[How to complete this task] Extract all lines in the data that contain the word "each".
━━━ Records to use ━━━
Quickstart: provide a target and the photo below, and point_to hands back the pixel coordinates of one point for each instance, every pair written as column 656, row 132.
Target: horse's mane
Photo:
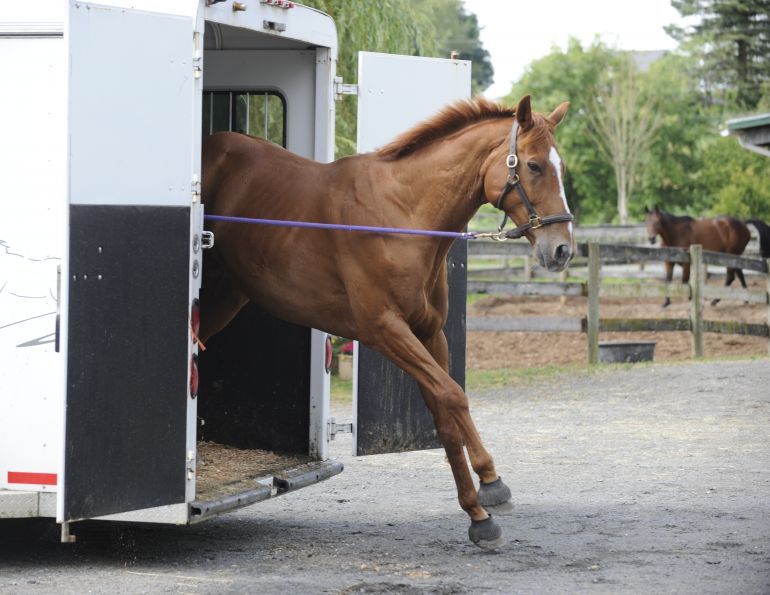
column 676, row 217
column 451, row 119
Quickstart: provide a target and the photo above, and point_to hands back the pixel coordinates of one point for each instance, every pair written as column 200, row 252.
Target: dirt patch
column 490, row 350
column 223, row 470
━━━
[Your response]
Quickstart: provide a target and the photo below, and point_to hands back the pixel coordinates of one point for each instance, every pair written as column 656, row 132.
Quickstart: provide a target and the photo above, and point_to hands back the pixel coordinates of one point for each instance, every pair written as column 200, row 252.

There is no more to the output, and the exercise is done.